▶ **Task brief**: Reproduce every line of the items, requests included, multiplying each polygon coordinate in the answers by 1.4 and rounding to whole numbers, with halves rounded up.

— start of Records shown —

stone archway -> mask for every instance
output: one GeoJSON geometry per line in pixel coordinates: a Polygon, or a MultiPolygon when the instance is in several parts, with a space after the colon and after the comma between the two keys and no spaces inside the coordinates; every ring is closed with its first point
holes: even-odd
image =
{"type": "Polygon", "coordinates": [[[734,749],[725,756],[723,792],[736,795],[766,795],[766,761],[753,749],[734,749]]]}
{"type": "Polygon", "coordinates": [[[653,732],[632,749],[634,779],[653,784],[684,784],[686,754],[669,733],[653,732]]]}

— end of Records shown —

▶ **Output below**:
stone archway -> mask for every instance
output: one GeoJSON geometry per line in pixel coordinates: a Polygon, or a MultiPolygon when the instance is in several parts, with a space after the colon and after the comma between the two keys and no spaces inside the coordinates; every ring is closed with its first point
holes: even-odd
image =
{"type": "Polygon", "coordinates": [[[1028,1049],[1015,1058],[1012,1109],[1030,1113],[1072,1113],[1072,1065],[1054,1049],[1028,1049]]]}
{"type": "Polygon", "coordinates": [[[914,1025],[885,1049],[888,1091],[914,1098],[958,1098],[960,1056],[937,1026],[914,1025]]]}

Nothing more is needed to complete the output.